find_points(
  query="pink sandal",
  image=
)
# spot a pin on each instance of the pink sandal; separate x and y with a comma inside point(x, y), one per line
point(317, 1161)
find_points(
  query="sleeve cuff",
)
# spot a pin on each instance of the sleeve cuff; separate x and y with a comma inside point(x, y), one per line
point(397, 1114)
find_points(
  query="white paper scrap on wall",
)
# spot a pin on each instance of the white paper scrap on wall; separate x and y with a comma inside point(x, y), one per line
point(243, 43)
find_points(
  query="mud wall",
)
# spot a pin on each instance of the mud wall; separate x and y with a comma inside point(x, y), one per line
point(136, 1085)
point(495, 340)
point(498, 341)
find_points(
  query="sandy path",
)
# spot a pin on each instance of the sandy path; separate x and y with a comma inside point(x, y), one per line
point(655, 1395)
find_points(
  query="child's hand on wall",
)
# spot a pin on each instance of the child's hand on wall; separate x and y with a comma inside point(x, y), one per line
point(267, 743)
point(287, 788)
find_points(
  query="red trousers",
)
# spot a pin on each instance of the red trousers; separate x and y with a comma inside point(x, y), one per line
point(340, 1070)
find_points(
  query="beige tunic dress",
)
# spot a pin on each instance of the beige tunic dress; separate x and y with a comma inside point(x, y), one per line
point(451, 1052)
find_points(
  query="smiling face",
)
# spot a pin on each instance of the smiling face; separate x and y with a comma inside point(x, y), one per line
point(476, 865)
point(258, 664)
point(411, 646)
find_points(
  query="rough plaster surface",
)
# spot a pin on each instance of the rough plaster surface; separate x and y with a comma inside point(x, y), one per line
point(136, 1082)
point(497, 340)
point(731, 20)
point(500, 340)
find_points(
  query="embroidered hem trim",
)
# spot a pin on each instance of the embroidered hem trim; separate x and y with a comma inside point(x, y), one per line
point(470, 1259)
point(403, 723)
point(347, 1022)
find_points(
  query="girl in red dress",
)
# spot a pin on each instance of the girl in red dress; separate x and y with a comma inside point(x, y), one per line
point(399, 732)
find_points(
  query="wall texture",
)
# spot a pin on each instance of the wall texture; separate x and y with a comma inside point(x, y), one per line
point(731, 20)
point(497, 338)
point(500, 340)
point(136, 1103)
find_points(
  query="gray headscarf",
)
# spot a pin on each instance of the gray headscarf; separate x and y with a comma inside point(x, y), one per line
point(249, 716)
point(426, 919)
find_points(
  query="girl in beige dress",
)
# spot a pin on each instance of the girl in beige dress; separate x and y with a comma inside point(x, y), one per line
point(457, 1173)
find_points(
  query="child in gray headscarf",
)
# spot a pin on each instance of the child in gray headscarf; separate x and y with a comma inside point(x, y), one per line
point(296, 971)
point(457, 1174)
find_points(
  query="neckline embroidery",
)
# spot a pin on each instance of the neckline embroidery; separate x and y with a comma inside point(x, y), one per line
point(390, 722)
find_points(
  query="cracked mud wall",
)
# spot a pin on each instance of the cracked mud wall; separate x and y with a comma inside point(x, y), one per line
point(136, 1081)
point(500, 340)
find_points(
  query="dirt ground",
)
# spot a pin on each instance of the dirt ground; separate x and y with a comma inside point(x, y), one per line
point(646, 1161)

Prompt → The entries are to be transcribed exactly, each line in full.

Task solution →
find_points(
  query="pink sandal",
  image=
)
# spot a pin on each instance of the pink sandal; separate x and y with a comma inside point(x, y), one per line
point(317, 1161)
find_points(
  query="sleeve cuff",
)
# spot a pin on each instance of the sleeve cuff; separate x and y with a comma inside point(x, y), one per line
point(397, 1114)
find_points(
  query="white paper scrap on wall",
)
# spot a pin on each instance of the white paper scrap on wall; separate x and y with a comma inside point(x, y), one per line
point(243, 43)
find_points(
  query="mud wall",
)
# spot a pin on each instance of the mud wall; separate x and y with a comma inside point(x, y), one per line
point(136, 1085)
point(495, 340)
point(498, 341)
find_points(
  query="sandy path",
)
# spot a pin on each instance of the sandy path; separate x and y with a comma inside point(x, y), one per line
point(655, 1395)
find_points(
  query="child's hand on wall",
)
# spot a pin on each instance of the child's hand on wall; separate x and y with a comma inside point(x, y), one per line
point(267, 743)
point(287, 788)
find_points(
  query="red trousers",
)
# spot a pin on each instance of the red trousers; separate x and y with a comma inside point(x, y), one per line
point(340, 1070)
find_points(
  query="beige tunic dress",
)
# spot a pin on each instance of the beige tunic dress; separate x and y with a comma inside point(x, y), one per line
point(451, 1052)
find_points(
  query="smiling face",
)
# spot a pin on each instance of the smiling face; separate x and y with a comma inside point(x, y), one per line
point(476, 865)
point(258, 664)
point(411, 646)
find_points(
  query="rough plaster surface",
)
# spot a pin on each instance of the rough plaster surface; separate x and y with a comma inside point(x, y), one per line
point(136, 1082)
point(497, 340)
point(731, 20)
point(500, 340)
find_points(
  query="embroidered hem trim",
)
# spot a pin on each instance of the embroidered hem trim; separate x and y with a comma inside point(x, y), one per line
point(470, 1259)
point(403, 723)
point(347, 1022)
find_points(
  query="girl in red dress",
)
# spot a pin on each instance of the girl in red dress; separate x and y with a comma inside point(x, y), one per line
point(399, 732)
find_points(
  query="wall texture",
)
# spot a pin on each instance of the wall texture; separate x and y with a comma inside point(x, y), one per line
point(731, 20)
point(497, 338)
point(500, 340)
point(136, 1103)
find_points(
  query="gray headscarf",
)
# spot a pin on each instance of the gray headscarf; separate x and y with a comma inside point(x, y), one per line
point(249, 716)
point(426, 919)
find_points(
  query="girl in beige dress",
)
# spot a pin on each instance of the girl in beige dress; separate x and y with a comma inside point(x, y), one per line
point(457, 1173)
find_points(
  query="child in gray headscarf",
)
# spot a pin on each instance of the child in gray headscarf; separate x and y with a comma inside point(x, y), one per line
point(296, 971)
point(457, 1174)
find_points(
  query="neckline embroidery",
)
# spot a pin on each instance of the neckline embroidery; separate x and y with a comma inside point(x, y), one per line
point(390, 722)
find_points(
  query="cracked mud wall",
)
# spot a pin on each instance of the cracked mud wall; separate x and y with a comma inside point(x, y), one per line
point(136, 1081)
point(500, 340)
find_points(
  query="dirt ground",
)
# spot a pin on each instance of the dirt ground; separate x and y with a comma inside point(x, y), one per line
point(646, 1161)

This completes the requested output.